*** Opening Data under study ***
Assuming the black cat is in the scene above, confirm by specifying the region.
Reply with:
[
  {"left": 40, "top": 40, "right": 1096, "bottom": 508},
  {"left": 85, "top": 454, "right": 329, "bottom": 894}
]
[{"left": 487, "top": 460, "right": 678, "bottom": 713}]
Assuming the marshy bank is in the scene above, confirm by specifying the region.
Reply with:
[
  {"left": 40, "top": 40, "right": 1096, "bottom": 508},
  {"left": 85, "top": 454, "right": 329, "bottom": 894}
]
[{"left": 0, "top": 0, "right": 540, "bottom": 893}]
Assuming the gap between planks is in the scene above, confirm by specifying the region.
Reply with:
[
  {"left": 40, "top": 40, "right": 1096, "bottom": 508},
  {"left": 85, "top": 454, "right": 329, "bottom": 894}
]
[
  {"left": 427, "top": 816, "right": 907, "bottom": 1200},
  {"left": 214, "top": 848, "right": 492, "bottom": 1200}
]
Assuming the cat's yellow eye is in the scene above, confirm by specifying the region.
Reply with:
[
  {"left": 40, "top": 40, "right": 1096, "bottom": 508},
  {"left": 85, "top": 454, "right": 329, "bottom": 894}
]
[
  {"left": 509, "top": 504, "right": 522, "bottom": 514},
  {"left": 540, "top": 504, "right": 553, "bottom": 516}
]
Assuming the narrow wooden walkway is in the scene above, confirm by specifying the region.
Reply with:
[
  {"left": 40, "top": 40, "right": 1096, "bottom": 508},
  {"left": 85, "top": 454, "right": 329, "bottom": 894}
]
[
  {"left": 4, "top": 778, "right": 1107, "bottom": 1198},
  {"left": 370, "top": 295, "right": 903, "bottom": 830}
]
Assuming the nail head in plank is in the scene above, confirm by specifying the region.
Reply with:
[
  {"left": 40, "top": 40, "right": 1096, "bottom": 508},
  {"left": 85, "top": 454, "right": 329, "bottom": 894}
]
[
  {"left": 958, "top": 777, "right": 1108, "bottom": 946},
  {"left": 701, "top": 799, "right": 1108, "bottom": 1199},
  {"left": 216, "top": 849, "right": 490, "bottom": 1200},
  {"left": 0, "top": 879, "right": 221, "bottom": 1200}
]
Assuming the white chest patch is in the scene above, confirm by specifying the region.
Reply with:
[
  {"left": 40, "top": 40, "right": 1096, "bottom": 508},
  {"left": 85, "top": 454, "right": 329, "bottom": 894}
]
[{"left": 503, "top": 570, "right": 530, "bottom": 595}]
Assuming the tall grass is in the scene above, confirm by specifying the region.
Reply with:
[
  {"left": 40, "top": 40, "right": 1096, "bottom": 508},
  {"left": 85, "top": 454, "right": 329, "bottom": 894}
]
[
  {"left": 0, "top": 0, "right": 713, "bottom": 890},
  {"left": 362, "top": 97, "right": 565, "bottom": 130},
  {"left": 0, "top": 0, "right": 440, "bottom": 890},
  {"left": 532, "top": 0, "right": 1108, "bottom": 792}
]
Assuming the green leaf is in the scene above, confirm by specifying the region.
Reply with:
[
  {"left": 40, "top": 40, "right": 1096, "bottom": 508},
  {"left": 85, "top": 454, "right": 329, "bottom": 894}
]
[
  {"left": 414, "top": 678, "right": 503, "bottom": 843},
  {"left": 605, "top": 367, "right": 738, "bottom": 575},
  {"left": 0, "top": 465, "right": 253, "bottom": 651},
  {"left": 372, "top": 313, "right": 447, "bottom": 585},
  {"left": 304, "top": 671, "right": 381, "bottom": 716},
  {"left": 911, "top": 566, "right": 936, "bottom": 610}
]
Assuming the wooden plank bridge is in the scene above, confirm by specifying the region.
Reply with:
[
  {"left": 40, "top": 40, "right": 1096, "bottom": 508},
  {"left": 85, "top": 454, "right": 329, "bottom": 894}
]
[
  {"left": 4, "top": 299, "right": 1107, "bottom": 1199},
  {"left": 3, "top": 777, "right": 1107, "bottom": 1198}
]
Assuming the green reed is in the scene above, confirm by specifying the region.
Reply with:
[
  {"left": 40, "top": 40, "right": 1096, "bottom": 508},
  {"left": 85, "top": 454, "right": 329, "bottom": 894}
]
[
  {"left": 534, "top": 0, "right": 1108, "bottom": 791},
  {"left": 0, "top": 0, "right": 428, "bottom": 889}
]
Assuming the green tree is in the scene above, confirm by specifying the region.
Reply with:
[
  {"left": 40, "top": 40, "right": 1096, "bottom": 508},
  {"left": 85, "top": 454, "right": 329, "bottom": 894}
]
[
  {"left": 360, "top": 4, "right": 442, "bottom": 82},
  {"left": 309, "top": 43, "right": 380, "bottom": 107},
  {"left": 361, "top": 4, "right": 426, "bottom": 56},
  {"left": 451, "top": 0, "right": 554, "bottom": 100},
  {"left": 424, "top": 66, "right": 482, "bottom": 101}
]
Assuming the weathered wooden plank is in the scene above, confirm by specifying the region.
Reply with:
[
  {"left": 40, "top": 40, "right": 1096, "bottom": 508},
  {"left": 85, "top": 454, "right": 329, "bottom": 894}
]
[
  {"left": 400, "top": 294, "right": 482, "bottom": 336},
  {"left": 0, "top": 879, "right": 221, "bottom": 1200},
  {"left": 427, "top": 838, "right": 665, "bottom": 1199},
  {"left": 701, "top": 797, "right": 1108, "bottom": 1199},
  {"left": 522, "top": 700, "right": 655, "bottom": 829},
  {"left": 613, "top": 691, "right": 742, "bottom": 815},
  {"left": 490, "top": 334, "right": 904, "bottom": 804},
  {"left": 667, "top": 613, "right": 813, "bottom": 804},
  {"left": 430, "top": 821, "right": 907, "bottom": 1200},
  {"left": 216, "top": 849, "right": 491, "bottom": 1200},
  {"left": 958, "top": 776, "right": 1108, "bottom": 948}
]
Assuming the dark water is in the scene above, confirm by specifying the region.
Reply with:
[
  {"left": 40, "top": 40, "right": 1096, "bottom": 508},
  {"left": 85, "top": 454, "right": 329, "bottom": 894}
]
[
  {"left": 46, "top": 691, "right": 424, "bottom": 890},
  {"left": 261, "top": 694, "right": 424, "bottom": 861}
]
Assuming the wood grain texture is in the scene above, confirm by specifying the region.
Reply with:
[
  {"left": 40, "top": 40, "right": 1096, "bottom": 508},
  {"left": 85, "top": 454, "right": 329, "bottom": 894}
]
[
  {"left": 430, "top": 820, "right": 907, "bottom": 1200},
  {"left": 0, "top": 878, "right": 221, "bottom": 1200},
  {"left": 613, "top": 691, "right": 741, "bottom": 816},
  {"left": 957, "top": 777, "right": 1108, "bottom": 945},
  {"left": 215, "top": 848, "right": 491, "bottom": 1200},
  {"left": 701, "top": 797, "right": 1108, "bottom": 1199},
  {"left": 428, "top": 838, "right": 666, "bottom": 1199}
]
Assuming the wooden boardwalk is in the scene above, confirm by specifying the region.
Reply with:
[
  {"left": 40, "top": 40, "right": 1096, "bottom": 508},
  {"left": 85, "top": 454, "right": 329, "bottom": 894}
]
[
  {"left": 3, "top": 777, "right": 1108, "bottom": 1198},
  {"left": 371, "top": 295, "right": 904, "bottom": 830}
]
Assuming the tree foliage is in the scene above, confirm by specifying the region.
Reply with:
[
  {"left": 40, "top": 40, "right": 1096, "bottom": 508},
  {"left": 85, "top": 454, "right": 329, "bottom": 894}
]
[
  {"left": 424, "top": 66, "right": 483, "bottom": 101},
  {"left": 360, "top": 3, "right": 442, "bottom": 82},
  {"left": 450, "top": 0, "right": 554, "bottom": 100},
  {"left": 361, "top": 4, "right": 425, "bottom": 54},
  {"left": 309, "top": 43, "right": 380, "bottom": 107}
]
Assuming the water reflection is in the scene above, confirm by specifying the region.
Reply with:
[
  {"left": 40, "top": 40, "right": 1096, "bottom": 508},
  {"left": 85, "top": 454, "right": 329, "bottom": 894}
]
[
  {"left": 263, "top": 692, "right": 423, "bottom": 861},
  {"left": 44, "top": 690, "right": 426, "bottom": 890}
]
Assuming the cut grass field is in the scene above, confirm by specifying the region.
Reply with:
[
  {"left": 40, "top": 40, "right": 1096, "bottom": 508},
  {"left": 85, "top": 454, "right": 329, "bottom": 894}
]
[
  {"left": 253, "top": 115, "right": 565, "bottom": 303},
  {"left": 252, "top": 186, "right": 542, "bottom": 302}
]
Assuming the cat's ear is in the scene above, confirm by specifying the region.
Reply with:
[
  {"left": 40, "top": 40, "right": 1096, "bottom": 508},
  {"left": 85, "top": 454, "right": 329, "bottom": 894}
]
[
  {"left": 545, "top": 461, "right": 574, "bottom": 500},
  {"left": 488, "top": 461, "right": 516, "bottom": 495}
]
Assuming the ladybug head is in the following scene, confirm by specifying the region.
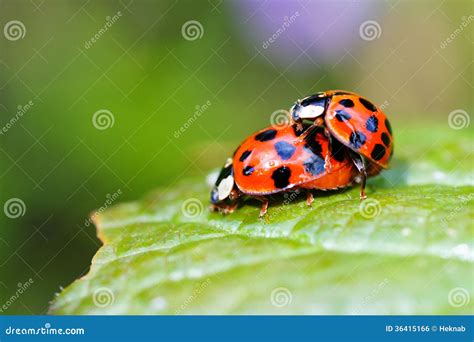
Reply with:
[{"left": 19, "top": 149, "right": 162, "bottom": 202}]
[
  {"left": 210, "top": 158, "right": 238, "bottom": 205},
  {"left": 290, "top": 92, "right": 329, "bottom": 122}
]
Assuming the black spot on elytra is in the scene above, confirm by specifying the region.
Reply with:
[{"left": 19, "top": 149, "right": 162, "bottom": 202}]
[
  {"left": 339, "top": 99, "right": 354, "bottom": 108},
  {"left": 359, "top": 97, "right": 377, "bottom": 112},
  {"left": 366, "top": 115, "right": 378, "bottom": 133},
  {"left": 304, "top": 155, "right": 325, "bottom": 176},
  {"left": 349, "top": 131, "right": 367, "bottom": 149},
  {"left": 385, "top": 118, "right": 393, "bottom": 135},
  {"left": 243, "top": 166, "right": 254, "bottom": 176},
  {"left": 274, "top": 141, "right": 296, "bottom": 160},
  {"left": 371, "top": 144, "right": 386, "bottom": 161},
  {"left": 330, "top": 138, "right": 346, "bottom": 162},
  {"left": 271, "top": 166, "right": 291, "bottom": 188},
  {"left": 304, "top": 142, "right": 323, "bottom": 158},
  {"left": 335, "top": 110, "right": 352, "bottom": 122},
  {"left": 239, "top": 150, "right": 252, "bottom": 162},
  {"left": 255, "top": 129, "right": 277, "bottom": 142},
  {"left": 381, "top": 132, "right": 391, "bottom": 147}
]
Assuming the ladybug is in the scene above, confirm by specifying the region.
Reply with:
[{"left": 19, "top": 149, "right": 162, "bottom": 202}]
[
  {"left": 290, "top": 90, "right": 393, "bottom": 198},
  {"left": 210, "top": 124, "right": 381, "bottom": 217}
]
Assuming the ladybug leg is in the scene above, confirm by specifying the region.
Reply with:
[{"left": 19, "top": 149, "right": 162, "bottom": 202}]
[
  {"left": 306, "top": 191, "right": 314, "bottom": 206},
  {"left": 315, "top": 120, "right": 333, "bottom": 172},
  {"left": 229, "top": 188, "right": 241, "bottom": 201},
  {"left": 295, "top": 121, "right": 304, "bottom": 132},
  {"left": 210, "top": 202, "right": 239, "bottom": 215},
  {"left": 349, "top": 152, "right": 368, "bottom": 200},
  {"left": 295, "top": 122, "right": 320, "bottom": 142},
  {"left": 296, "top": 117, "right": 325, "bottom": 141},
  {"left": 253, "top": 196, "right": 269, "bottom": 218},
  {"left": 298, "top": 118, "right": 332, "bottom": 171},
  {"left": 323, "top": 128, "right": 333, "bottom": 172},
  {"left": 210, "top": 188, "right": 242, "bottom": 215},
  {"left": 225, "top": 189, "right": 242, "bottom": 213}
]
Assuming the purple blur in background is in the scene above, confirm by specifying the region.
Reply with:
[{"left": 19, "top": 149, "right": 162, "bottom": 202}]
[{"left": 232, "top": 0, "right": 383, "bottom": 69}]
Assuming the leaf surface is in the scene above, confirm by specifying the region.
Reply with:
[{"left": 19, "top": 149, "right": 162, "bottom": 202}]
[{"left": 50, "top": 126, "right": 473, "bottom": 314}]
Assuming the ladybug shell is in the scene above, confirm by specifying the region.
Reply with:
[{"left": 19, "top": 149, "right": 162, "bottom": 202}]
[
  {"left": 324, "top": 90, "right": 393, "bottom": 168},
  {"left": 232, "top": 125, "right": 357, "bottom": 195}
]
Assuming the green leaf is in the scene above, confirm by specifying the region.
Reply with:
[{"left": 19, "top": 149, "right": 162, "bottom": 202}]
[{"left": 50, "top": 126, "right": 473, "bottom": 314}]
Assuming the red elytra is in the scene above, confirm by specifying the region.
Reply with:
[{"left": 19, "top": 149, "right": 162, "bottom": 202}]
[
  {"left": 233, "top": 125, "right": 357, "bottom": 195},
  {"left": 210, "top": 124, "right": 382, "bottom": 217},
  {"left": 290, "top": 90, "right": 393, "bottom": 169}
]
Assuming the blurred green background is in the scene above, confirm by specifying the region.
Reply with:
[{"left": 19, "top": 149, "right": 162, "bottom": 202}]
[{"left": 0, "top": 0, "right": 472, "bottom": 314}]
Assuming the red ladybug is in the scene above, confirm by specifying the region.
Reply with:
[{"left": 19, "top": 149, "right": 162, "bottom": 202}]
[
  {"left": 290, "top": 90, "right": 393, "bottom": 198},
  {"left": 210, "top": 124, "right": 381, "bottom": 217}
]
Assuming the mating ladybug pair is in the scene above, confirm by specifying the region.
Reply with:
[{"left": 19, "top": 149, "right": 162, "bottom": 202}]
[{"left": 210, "top": 90, "right": 393, "bottom": 217}]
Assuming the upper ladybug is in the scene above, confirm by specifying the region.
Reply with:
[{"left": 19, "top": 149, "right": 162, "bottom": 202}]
[{"left": 290, "top": 90, "right": 393, "bottom": 169}]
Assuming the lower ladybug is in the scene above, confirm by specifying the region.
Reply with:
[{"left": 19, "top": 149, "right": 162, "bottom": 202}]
[
  {"left": 290, "top": 90, "right": 393, "bottom": 198},
  {"left": 210, "top": 124, "right": 381, "bottom": 217}
]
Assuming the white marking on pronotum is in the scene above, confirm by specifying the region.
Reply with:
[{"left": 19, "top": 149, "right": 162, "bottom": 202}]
[
  {"left": 217, "top": 175, "right": 234, "bottom": 201},
  {"left": 297, "top": 105, "right": 325, "bottom": 119}
]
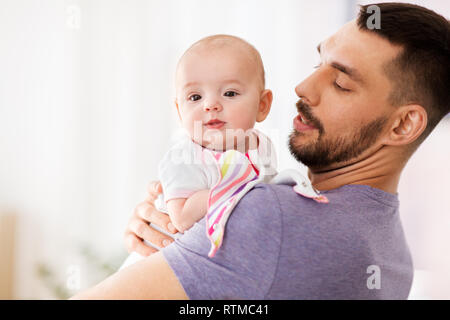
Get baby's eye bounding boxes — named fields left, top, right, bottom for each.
left=189, top=94, right=202, bottom=101
left=224, top=91, right=238, bottom=97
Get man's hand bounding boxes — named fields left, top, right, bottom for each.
left=124, top=181, right=178, bottom=256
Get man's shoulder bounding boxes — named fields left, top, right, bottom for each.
left=239, top=183, right=299, bottom=205
left=229, top=183, right=321, bottom=233
left=245, top=183, right=400, bottom=208
left=236, top=182, right=400, bottom=230
left=234, top=183, right=295, bottom=217
left=237, top=182, right=330, bottom=217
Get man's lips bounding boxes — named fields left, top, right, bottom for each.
left=293, top=113, right=316, bottom=132
left=204, top=119, right=226, bottom=129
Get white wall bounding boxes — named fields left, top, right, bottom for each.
left=0, top=0, right=448, bottom=299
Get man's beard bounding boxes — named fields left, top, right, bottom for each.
left=288, top=100, right=388, bottom=169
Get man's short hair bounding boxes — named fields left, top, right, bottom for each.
left=357, top=3, right=450, bottom=142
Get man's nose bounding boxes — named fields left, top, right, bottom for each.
left=203, top=102, right=223, bottom=112
left=295, top=69, right=323, bottom=106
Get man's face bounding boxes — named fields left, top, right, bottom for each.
left=289, top=20, right=402, bottom=171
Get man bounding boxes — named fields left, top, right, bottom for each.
left=72, top=3, right=450, bottom=299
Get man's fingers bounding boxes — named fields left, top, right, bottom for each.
left=145, top=193, right=158, bottom=202
left=135, top=202, right=154, bottom=222
left=129, top=219, right=175, bottom=249
left=124, top=233, right=158, bottom=256
left=147, top=181, right=162, bottom=196
left=135, top=202, right=178, bottom=234
left=124, top=181, right=176, bottom=256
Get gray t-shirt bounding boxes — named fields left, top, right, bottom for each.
left=162, top=183, right=413, bottom=299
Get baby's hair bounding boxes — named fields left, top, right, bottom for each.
left=178, top=34, right=266, bottom=90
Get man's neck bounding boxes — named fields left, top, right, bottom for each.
left=308, top=145, right=408, bottom=195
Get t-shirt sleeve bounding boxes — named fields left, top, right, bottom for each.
left=158, top=143, right=210, bottom=201
left=161, top=184, right=283, bottom=299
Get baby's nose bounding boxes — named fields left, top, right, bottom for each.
left=203, top=103, right=223, bottom=112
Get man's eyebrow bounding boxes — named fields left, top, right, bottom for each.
left=316, top=42, right=364, bottom=84
left=330, top=62, right=364, bottom=83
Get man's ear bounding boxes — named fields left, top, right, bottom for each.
left=256, top=89, right=273, bottom=122
left=383, top=104, right=428, bottom=146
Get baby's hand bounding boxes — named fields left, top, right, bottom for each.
left=167, top=198, right=196, bottom=233
left=167, top=189, right=210, bottom=233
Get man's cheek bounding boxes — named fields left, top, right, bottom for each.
left=326, top=114, right=351, bottom=132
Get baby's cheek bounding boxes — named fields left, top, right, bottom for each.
left=233, top=114, right=256, bottom=131
left=182, top=113, right=199, bottom=133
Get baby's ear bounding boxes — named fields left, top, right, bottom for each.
left=175, top=99, right=182, bottom=121
left=256, top=89, right=273, bottom=122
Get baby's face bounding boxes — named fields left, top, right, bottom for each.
left=175, top=45, right=266, bottom=151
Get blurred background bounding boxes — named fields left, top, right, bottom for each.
left=0, top=0, right=448, bottom=299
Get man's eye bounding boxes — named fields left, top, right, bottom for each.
left=189, top=94, right=201, bottom=101
left=224, top=91, right=238, bottom=97
left=334, top=81, right=351, bottom=92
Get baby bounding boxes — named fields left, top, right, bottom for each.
left=161, top=34, right=277, bottom=234
left=119, top=35, right=277, bottom=269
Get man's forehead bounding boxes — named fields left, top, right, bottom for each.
left=320, top=20, right=367, bottom=55
left=318, top=20, right=402, bottom=81
left=323, top=20, right=355, bottom=47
*** Closing Data under study ***
What you are asked to do: Tally every line in the listing that holds "wooden" and answer with the total only.

Reply: 4